Task brief |
Copy every line of the records below where the word "only" occurs.

##### Data section

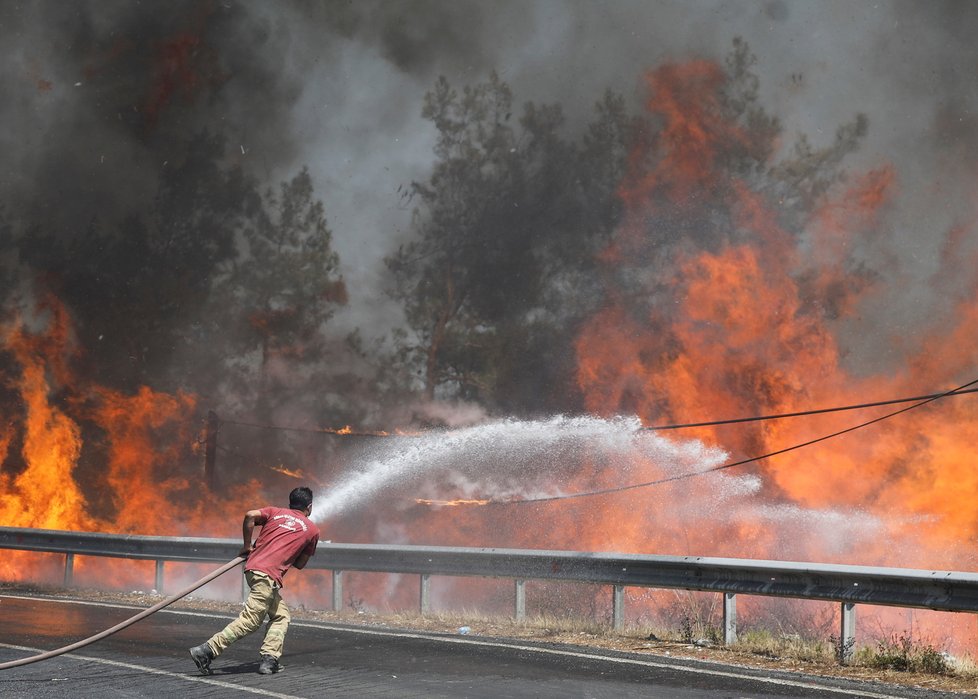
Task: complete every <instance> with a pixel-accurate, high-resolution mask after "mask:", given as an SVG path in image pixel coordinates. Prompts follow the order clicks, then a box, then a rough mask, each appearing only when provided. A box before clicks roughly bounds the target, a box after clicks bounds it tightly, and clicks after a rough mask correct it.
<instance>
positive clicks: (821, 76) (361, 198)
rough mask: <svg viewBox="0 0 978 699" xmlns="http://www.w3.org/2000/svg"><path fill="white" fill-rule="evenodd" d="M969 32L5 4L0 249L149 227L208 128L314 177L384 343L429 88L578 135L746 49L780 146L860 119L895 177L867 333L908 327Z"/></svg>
mask: <svg viewBox="0 0 978 699" xmlns="http://www.w3.org/2000/svg"><path fill="white" fill-rule="evenodd" d="M976 28H978V7H975V5H974V4H972V3H968V2H928V3H914V2H877V3H852V2H842V1H839V2H820V3H809V2H804V1H796V2H791V1H789V0H759V1H757V2H743V1H737V2H686V1H682V2H679V1H676V2H656V3H649V2H644V1H643V0H635V1H627V0H617V1H615V2H606V3H605V2H590V1H586V0H536V1H534V2H517V1H511V2H493V3H483V2H474V1H455V2H437V1H435V0H415V1H409V2H396V3H391V2H372V1H369V0H367V1H361V2H356V3H348V2H345V1H343V2H313V1H311V0H310V1H302V0H295V1H293V2H276V3H265V2H258V1H255V2H243V1H235V0H222V1H218V2H167V3H134V2H128V1H122V0H119V1H108V0H98V1H92V2H71V3H64V2H57V1H54V0H49V1H43V0H42V1H40V2H33V3H19V2H14V1H13V0H5V1H4V2H2V3H0V34H2V39H3V40H2V42H0V59H2V65H3V70H2V73H0V90H2V93H3V95H4V99H3V101H2V103H0V119H2V123H3V125H4V128H3V129H2V131H0V149H2V152H3V153H4V164H5V167H4V169H3V173H2V175H0V202H3V204H4V207H5V209H6V217H7V219H8V220H9V221H11V222H12V223H13V228H12V233H13V234H14V235H21V236H23V235H27V234H28V231H27V230H25V229H26V228H30V227H32V226H41V227H44V228H46V229H48V230H56V231H59V233H60V235H62V236H64V237H65V238H71V237H73V236H78V235H82V234H83V233H84V230H85V226H86V225H87V224H88V223H89V221H90V220H91V219H92V218H93V217H95V216H98V217H99V218H101V219H103V220H104V219H106V218H111V217H113V216H121V215H124V214H126V213H127V212H130V211H133V210H135V211H139V210H141V209H143V208H145V207H146V206H147V205H148V202H149V200H150V199H151V197H152V196H153V194H154V192H155V188H156V183H157V178H158V177H159V175H160V173H161V171H162V170H163V169H164V168H166V167H170V166H172V164H173V162H174V161H175V160H178V159H180V158H181V157H182V153H181V150H180V149H181V147H182V145H183V143H184V139H185V138H186V137H187V136H189V135H190V134H191V133H193V132H194V131H197V130H199V129H202V128H209V129H211V130H212V131H214V132H216V133H221V134H223V135H224V136H225V137H226V138H227V146H228V156H229V157H232V158H234V159H236V160H238V161H240V162H241V163H242V164H243V165H244V166H245V167H246V168H247V169H248V170H249V171H250V172H252V173H254V174H255V175H256V176H258V177H259V178H261V179H262V180H263V181H267V182H268V183H275V182H277V181H279V180H280V179H281V178H282V177H284V176H288V175H290V174H292V173H294V172H295V171H297V170H298V168H300V167H301V166H302V165H303V164H307V165H308V166H309V167H310V169H311V171H312V173H313V175H314V178H315V183H316V186H317V194H318V195H319V196H320V197H321V198H322V199H323V200H324V202H325V203H326V206H327V216H328V218H329V221H330V225H331V227H332V228H333V230H334V233H335V246H336V248H337V250H338V252H339V253H340V255H341V258H342V264H343V273H344V276H345V277H346V279H347V282H348V284H349V287H350V289H351V304H350V306H349V308H348V310H347V311H345V312H344V313H343V314H341V318H340V319H338V322H340V323H341V324H344V325H345V326H347V327H354V326H358V325H359V326H364V327H366V328H371V329H373V330H376V331H378V332H382V331H383V330H384V329H386V326H387V325H389V323H391V322H395V321H396V319H397V315H396V313H393V312H392V311H391V309H390V308H389V307H387V306H386V305H385V303H384V301H383V296H382V294H381V293H380V287H381V286H382V277H381V266H380V264H379V261H380V258H381V256H382V255H383V254H385V253H387V252H389V251H390V250H391V249H392V248H393V247H394V245H395V243H396V242H398V241H399V240H400V239H401V238H402V237H403V235H404V234H405V231H406V229H407V226H408V222H409V213H410V212H409V211H408V210H407V208H406V207H405V206H403V205H402V201H401V199H400V198H399V196H398V188H399V187H403V186H405V185H406V184H408V183H409V182H410V181H411V180H412V179H418V178H423V177H424V176H425V173H426V171H427V168H428V167H429V166H430V164H431V162H432V154H431V146H432V138H433V132H432V129H431V128H430V126H429V125H428V124H427V123H425V122H424V121H423V120H422V119H421V118H420V114H419V113H420V107H421V99H422V96H423V94H424V91H425V90H426V89H428V88H429V87H430V86H431V84H432V83H433V81H434V79H435V78H436V77H437V76H438V75H440V74H444V75H446V76H448V77H449V79H450V80H452V82H453V84H456V85H462V84H465V83H475V82H478V81H481V80H484V79H485V77H486V75H487V74H488V72H489V71H490V70H497V71H498V72H499V74H500V76H501V77H502V79H503V80H506V81H507V82H509V83H510V84H511V85H512V86H513V88H514V94H515V96H516V101H517V103H519V102H522V101H527V100H534V101H537V102H544V103H552V102H559V103H561V104H562V105H563V106H564V109H565V111H566V112H567V114H568V116H569V122H570V123H571V124H574V123H579V122H580V121H582V120H583V119H585V118H586V117H587V115H588V113H589V111H590V108H591V105H592V104H593V103H594V102H595V101H596V99H597V98H598V97H599V96H600V94H601V92H602V91H603V90H604V89H605V88H607V87H611V88H613V89H615V90H618V91H620V92H622V93H624V94H625V95H626V96H627V97H628V98H629V99H630V100H631V101H632V104H633V106H636V107H637V106H639V105H640V104H641V103H642V101H643V100H644V99H645V93H644V88H643V86H642V84H641V76H642V74H643V73H644V71H646V70H647V69H648V68H650V67H652V66H655V65H657V64H659V63H661V62H662V61H666V60H685V59H687V58H689V57H692V56H702V57H706V58H714V59H718V60H722V58H723V56H724V55H726V53H727V52H728V51H729V48H730V42H731V40H732V38H733V37H735V36H742V37H743V38H744V39H745V40H746V41H747V42H748V43H749V45H750V47H751V49H752V50H753V52H754V53H755V54H756V55H757V57H758V64H757V67H756V68H757V71H758V73H759V75H760V77H761V89H762V99H763V101H764V104H765V105H766V106H767V107H768V108H769V109H770V111H772V112H773V113H775V114H777V115H779V116H780V117H781V118H782V119H783V121H784V123H785V126H786V136H787V137H788V140H787V141H786V145H789V144H790V140H791V139H792V138H793V136H794V134H795V133H798V132H804V133H807V134H809V136H810V137H811V138H812V139H813V141H815V142H816V143H818V142H819V141H821V143H823V144H824V143H828V142H829V141H830V140H831V138H832V135H833V131H834V129H835V127H836V126H837V125H838V124H840V123H842V122H844V121H846V120H848V119H851V117H852V115H853V114H854V113H856V112H863V113H866V114H867V115H868V117H869V119H870V135H869V137H868V139H867V141H866V143H865V145H864V148H863V149H862V151H861V154H860V158H859V161H858V163H854V164H855V165H860V166H866V167H876V166H878V165H879V164H880V163H881V162H893V163H895V164H896V165H897V166H898V168H899V178H900V179H899V182H900V193H901V207H902V208H903V209H905V211H903V212H902V213H903V221H905V225H902V226H900V227H899V230H898V231H896V232H895V233H894V236H895V238H894V239H889V240H885V241H880V242H879V243H878V245H880V246H882V248H885V249H871V250H867V251H866V253H865V254H866V255H881V254H888V255H893V256H894V257H895V258H896V259H897V261H898V262H899V263H900V264H901V266H902V269H903V273H904V274H905V275H906V276H907V278H908V279H909V280H910V282H911V289H912V291H913V293H911V294H910V295H909V296H908V297H907V298H908V301H909V302H908V303H904V304H902V305H901V306H900V307H899V308H895V309H894V308H891V309H889V312H887V313H884V312H883V309H882V308H878V309H873V310H875V311H879V313H877V314H875V316H874V317H878V318H880V319H881V320H880V321H878V322H880V323H886V324H893V323H897V324H913V323H915V322H920V321H921V320H922V319H924V318H927V317H928V316H929V315H930V314H931V313H932V312H933V310H934V305H935V304H936V303H937V302H938V299H936V298H934V297H933V295H932V294H930V293H929V292H928V291H927V289H926V285H925V284H924V282H925V281H926V280H927V279H929V278H930V277H931V276H932V275H933V273H934V271H935V269H936V267H937V265H938V264H939V254H938V253H939V251H940V244H941V241H942V232H943V231H945V230H947V228H948V227H949V226H950V225H954V223H956V222H957V221H958V220H959V219H960V218H961V217H962V216H966V215H967V214H968V213H969V212H968V211H967V210H966V209H963V207H965V206H971V204H970V203H969V202H971V201H972V200H973V198H972V197H970V196H963V197H962V196H958V195H959V194H961V191H960V190H962V189H967V187H968V186H969V185H968V181H969V180H970V178H971V176H973V174H974V169H975V163H974V159H973V158H971V157H970V156H969V155H968V154H969V153H973V152H974V150H975V148H974V146H975V140H976V135H975V134H976V133H978V129H976V128H975V126H976V117H975V113H976V111H975V110H976V104H975V102H976V101H978V96H976V95H975V93H974V90H973V89H972V82H973V76H974V71H975V68H976V66H978V50H976V48H975V45H974V42H973V36H974V32H975V29H976ZM935 185H938V186H939V187H940V191H939V192H935V191H934V186H935ZM964 193H965V194H967V191H965V192H964ZM863 334H864V335H869V336H871V335H873V334H874V333H872V332H869V333H865V332H864V333H863Z"/></svg>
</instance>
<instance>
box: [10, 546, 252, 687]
mask: <svg viewBox="0 0 978 699" xmlns="http://www.w3.org/2000/svg"><path fill="white" fill-rule="evenodd" d="M244 560H245V557H244V556H238V557H237V558H235V559H233V560H231V561H228V562H227V563H225V564H224V565H223V566H221V567H220V568H218V569H217V570H215V571H214V572H212V573H208V574H207V575H205V576H204V577H202V578H201V579H200V580H198V581H197V582H195V583H194V584H192V585H191V586H190V587H187V588H185V589H183V590H181V591H180V592H178V593H177V594H175V595H172V596H170V597H167V598H166V599H165V600H163V601H162V602H157V603H156V604H154V605H153V606H152V607H150V608H149V609H144V610H143V611H141V612H140V613H139V614H137V615H136V616H134V617H131V618H130V619H126V620H125V621H123V622H122V623H121V624H116V625H115V626H113V627H112V628H111V629H106V630H105V631H102V632H101V633H97V634H95V635H94V636H90V637H89V638H86V639H84V640H81V641H78V642H77V643H72V644H71V645H70V646H65V647H64V648H58V649H57V650H49V651H47V652H46V653H40V654H38V655H32V656H30V657H29V658H21V659H20V660H11V661H10V662H6V663H0V670H6V669H8V668H11V667H18V666H20V665H28V664H30V663H36V662H38V661H40V660H47V659H48V658H54V657H55V656H58V655H61V654H62V653H68V652H70V651H73V650H78V649H79V648H83V647H85V646H87V645H89V644H91V643H95V642H96V641H101V640H102V639H103V638H107V637H109V636H111V635H112V634H114V633H116V632H118V631H122V629H124V628H126V627H127V626H132V625H133V624H135V623H136V622H137V621H139V620H140V619H145V618H146V617H148V616H149V615H150V614H155V613H156V612H158V611H160V610H161V609H163V608H164V607H168V606H169V605H171V604H173V603H174V602H176V601H177V600H178V599H180V598H182V597H186V596H187V595H189V594H190V593H191V592H193V591H194V590H196V589H197V588H198V587H203V586H204V585H206V584H207V583H209V582H210V581H211V580H213V579H214V578H217V577H220V576H221V575H224V574H225V573H226V572H228V571H229V570H231V569H232V568H234V567H235V566H237V565H240V564H241V563H243V562H244Z"/></svg>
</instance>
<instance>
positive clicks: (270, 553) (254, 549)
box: [245, 507, 319, 587]
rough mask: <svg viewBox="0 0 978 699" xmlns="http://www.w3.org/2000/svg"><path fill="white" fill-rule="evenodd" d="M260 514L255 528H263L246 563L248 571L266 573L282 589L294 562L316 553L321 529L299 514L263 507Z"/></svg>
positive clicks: (295, 512) (311, 520)
mask: <svg viewBox="0 0 978 699" xmlns="http://www.w3.org/2000/svg"><path fill="white" fill-rule="evenodd" d="M260 512H261V519H259V520H255V524H260V525H261V531H260V532H258V538H257V539H256V540H255V547H254V549H253V550H252V551H251V553H250V554H248V559H247V561H245V570H256V571H258V572H261V573H265V575H267V576H269V577H270V578H271V579H272V580H274V581H275V582H277V583H278V585H279V587H282V586H283V583H282V578H283V577H284V576H285V571H287V570H288V569H289V568H291V567H292V563H293V562H294V561H295V559H296V558H298V557H299V555H300V554H302V553H308V554H309V555H310V556H311V555H313V554H314V553H316V544H318V543H319V527H317V526H316V525H315V524H313V523H312V520H310V519H309V518H308V517H306V516H305V515H304V514H302V512H300V511H299V510H290V509H287V508H285V507H263V508H261V510H260Z"/></svg>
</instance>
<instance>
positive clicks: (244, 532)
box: [238, 510, 265, 556]
mask: <svg viewBox="0 0 978 699" xmlns="http://www.w3.org/2000/svg"><path fill="white" fill-rule="evenodd" d="M264 523H265V520H264V519H263V518H262V516H261V510H248V511H247V512H245V518H244V521H242V523H241V537H242V540H243V541H244V547H243V548H242V549H241V553H239V554H238V555H239V556H247V555H248V554H249V553H251V550H252V549H253V548H254V545H253V544H252V542H251V540H252V537H254V534H255V525H256V524H259V525H260V524H264Z"/></svg>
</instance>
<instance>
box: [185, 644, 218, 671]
mask: <svg viewBox="0 0 978 699" xmlns="http://www.w3.org/2000/svg"><path fill="white" fill-rule="evenodd" d="M190 657H191V658H193V659H194V662H195V663H197V667H198V668H200V674H202V675H209V674H211V660H213V659H214V651H212V650H211V647H210V646H209V645H207V644H206V643H204V644H201V645H199V646H194V647H193V648H191V649H190Z"/></svg>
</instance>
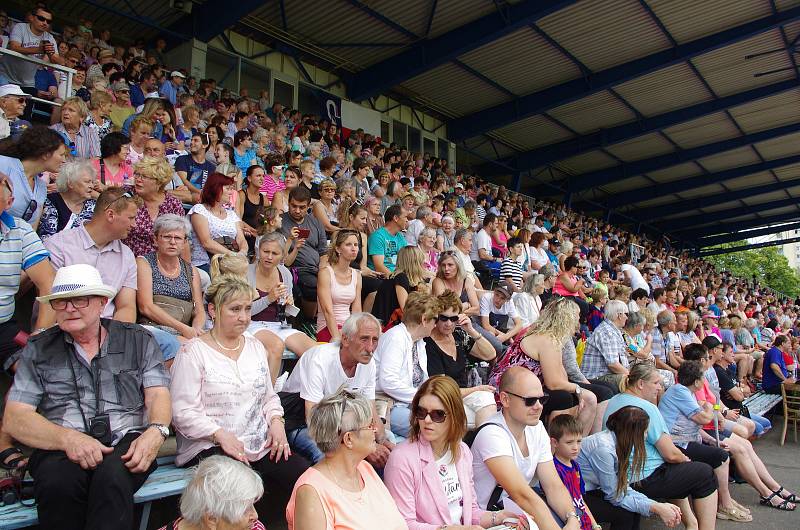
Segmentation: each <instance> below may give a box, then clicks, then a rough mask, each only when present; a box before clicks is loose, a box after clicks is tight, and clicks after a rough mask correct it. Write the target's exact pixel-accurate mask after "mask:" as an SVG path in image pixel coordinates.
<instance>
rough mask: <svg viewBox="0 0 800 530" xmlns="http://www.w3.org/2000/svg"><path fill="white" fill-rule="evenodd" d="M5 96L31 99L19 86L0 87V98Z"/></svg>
mask: <svg viewBox="0 0 800 530" xmlns="http://www.w3.org/2000/svg"><path fill="white" fill-rule="evenodd" d="M4 96H23V97H26V98H29V97H31V95H30V94H26V93H25V92H23V91H22V89H21V88H20V87H19V86H18V85H12V84H8V85H2V86H0V98H2V97H4Z"/></svg>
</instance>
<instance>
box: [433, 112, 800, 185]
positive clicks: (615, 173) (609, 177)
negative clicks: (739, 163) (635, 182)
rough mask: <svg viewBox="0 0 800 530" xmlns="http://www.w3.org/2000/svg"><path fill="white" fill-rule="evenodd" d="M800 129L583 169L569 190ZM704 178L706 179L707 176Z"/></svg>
mask: <svg viewBox="0 0 800 530" xmlns="http://www.w3.org/2000/svg"><path fill="white" fill-rule="evenodd" d="M449 131H450V129H449V128H448V132H449ZM796 132H800V123H792V124H790V125H784V126H782V127H776V128H774V129H767V130H766V131H760V132H757V133H751V134H745V135H743V136H737V137H736V138H730V139H728V140H722V141H719V142H714V143H710V144H705V145H700V146H698V147H692V148H690V149H684V150H682V151H676V152H674V153H668V154H666V155H660V156H655V157H653V158H645V159H644V160H637V161H636V162H630V163H627V164H621V165H619V166H614V167H610V168H607V169H600V170H598V171H590V172H588V173H582V174H580V175H575V176H574V177H570V179H569V181H570V182H569V190H570V191H572V192H578V191H583V190H588V189H589V188H596V187H598V186H603V185H605V184H610V183H612V182H617V181H621V180H625V179H629V178H631V177H635V176H637V175H641V174H642V173H648V172H650V171H658V170H660V169H665V168H668V167H672V166H677V165H678V164H683V163H685V162H692V161H694V160H696V159H698V158H703V157H707V156H711V155H716V154H719V153H724V152H725V151H730V150H732V149H738V148H739V147H744V146H747V145H750V144H754V143H758V142H763V141H765V140H771V139H773V138H780V137H781V136H786V135H787V134H792V133H796ZM698 180H700V179H698ZM702 180H703V181H705V180H706V179H705V176H704V178H703V179H702Z"/></svg>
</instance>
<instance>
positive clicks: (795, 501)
mask: <svg viewBox="0 0 800 530" xmlns="http://www.w3.org/2000/svg"><path fill="white" fill-rule="evenodd" d="M782 491H785V492H787V493H788V492H789V490H787V489H784V488H783V486H778V489H776V490H775V491H774V492H773V493H775V494H776V495H780V497H781V499H784V500H787V501H789V502H791V503H792V504H795V503H797V502H798V501H800V499H798V498H797V495H795V494H794V493H789V496H788V497H784V496H783V495H781V492H782Z"/></svg>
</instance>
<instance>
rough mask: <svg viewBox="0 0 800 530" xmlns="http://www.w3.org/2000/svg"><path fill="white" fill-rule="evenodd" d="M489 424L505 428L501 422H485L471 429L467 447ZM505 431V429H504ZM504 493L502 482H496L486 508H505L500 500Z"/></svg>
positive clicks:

##########

Response to this exercise |
Task: complete every <instance> with a pixel-accurate, high-resolution mask after "mask:", given as an SVG path in image pixel coordinates. Prompts follow the order clicks, then a box, then a rough mask, each appearing only when provided. A box before clicks roughly bounds the target, a box after clicks bounds it tightly, and clicks after a rough mask correct it.
Segmentation: each <instance> below may give a box, then clicks, then a rough mask, each only when present; a box before clicks is loose, a box after clicks is tight, and clicks after a rough mask correct it. Write the target's exact pixel-accurate mask after "mask:" as an SVG path in image pixel coordinates.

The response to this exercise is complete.